▶ READING PASSAGE
The first two “Toy Story” movies centered on the relationship between a boy and his toys. In Disney/Pixar’s “Toy Story 3,” Andy has grown to college age and the story leaves the toys pretty much on their own. In a third act where they find themselves fighting for life on a conveyor belt to a garbage incinerator, we fear it could be renamed “Toy Story Triage.”

The problems all begin with that most dreaded of commands, “Clean out your room!” No mother in history understands that a boy’s room has all of his stuff exactly where he needs it, even if he dumped it there 10 years earlier. Andy’s mom gives him three choices: (1) attic; (2) donation to a day-care center; (3) trash. As Andy examines his old toys, his gaze lingers fondly on Woody (voice of Tom Hanks), and he decides to take him along to college.

▶ DATA ROWS
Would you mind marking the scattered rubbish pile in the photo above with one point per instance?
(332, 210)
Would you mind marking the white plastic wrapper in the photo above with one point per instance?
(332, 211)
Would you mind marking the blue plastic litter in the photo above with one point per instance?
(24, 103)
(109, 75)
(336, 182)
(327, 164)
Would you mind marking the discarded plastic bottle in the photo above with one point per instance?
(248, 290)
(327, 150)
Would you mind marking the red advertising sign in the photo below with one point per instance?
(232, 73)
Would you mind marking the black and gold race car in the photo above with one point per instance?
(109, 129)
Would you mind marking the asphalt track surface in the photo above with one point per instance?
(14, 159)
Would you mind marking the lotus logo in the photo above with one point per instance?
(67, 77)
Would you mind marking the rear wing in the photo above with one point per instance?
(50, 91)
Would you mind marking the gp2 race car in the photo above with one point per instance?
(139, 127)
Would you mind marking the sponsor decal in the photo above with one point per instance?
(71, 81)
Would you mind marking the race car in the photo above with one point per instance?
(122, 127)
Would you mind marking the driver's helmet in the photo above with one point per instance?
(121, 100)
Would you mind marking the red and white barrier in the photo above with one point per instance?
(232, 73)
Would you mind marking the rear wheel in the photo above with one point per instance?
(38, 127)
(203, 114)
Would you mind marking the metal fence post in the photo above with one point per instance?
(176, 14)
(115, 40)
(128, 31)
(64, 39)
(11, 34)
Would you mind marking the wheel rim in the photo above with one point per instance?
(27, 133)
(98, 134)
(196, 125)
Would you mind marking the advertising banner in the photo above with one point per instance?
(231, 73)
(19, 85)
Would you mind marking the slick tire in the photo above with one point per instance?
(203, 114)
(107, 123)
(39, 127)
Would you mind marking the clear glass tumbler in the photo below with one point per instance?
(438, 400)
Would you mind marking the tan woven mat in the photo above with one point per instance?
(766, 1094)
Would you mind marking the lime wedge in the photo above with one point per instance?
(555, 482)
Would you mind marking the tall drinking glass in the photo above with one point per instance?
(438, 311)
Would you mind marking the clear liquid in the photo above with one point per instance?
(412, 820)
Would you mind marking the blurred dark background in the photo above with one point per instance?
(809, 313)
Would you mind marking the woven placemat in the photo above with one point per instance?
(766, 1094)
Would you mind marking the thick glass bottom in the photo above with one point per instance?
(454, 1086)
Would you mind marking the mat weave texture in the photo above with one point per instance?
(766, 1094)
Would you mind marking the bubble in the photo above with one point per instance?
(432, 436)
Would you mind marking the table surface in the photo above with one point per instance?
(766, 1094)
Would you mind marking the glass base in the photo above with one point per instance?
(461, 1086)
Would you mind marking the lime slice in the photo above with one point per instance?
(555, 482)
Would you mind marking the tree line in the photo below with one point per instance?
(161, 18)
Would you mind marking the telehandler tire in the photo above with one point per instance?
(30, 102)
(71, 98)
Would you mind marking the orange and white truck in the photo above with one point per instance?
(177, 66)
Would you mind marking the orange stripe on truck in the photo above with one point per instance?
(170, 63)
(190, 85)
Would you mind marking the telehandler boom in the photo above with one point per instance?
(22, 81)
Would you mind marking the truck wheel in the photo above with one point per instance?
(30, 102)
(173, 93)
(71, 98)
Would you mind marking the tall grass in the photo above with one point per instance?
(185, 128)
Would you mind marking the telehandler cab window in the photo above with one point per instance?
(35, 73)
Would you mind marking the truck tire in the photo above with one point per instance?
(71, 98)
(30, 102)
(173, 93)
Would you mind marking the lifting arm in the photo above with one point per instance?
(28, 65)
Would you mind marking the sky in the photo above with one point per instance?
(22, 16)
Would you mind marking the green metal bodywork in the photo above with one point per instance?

▶ BRIEF A
According to the Toy Story 3 review, what three choices does Andy's mom give him?
▶ BRIEF B
Resume the Toy Story 3 review after its last sentence.
The material comes from a separate source and is unrelated to the Toy Story 3 review.

▶ WRITTEN RESPONSE A
- Attic
- Donation to a day-care center
- Trash

▶ WRITTEN RESPONSE B
What with one thing and another, the other toys find themselves at the day-care center, which they think they’ll like, because there will be plenty of kids to play with them all day long. There seems to be relatively little grieving about the loss of Andy’s affections; he did, after all, sentence them to a toy box for years, and toys by nature are self-centered and want to be played with.

Day care seems like a happy choice, until a dark underside of its toy society emerges in the person of an ominously hug-prone bear named Lotso (Ned Beatty). They pick up, however, some additions to their little band, including a Ken doll with an extensive wardrobe. If you ask me, Barbie (Jodi Benson) is anorexic, and Ken (Michael Keaton) is gay, but nobody in the movie knows this, so I’m just sayin’.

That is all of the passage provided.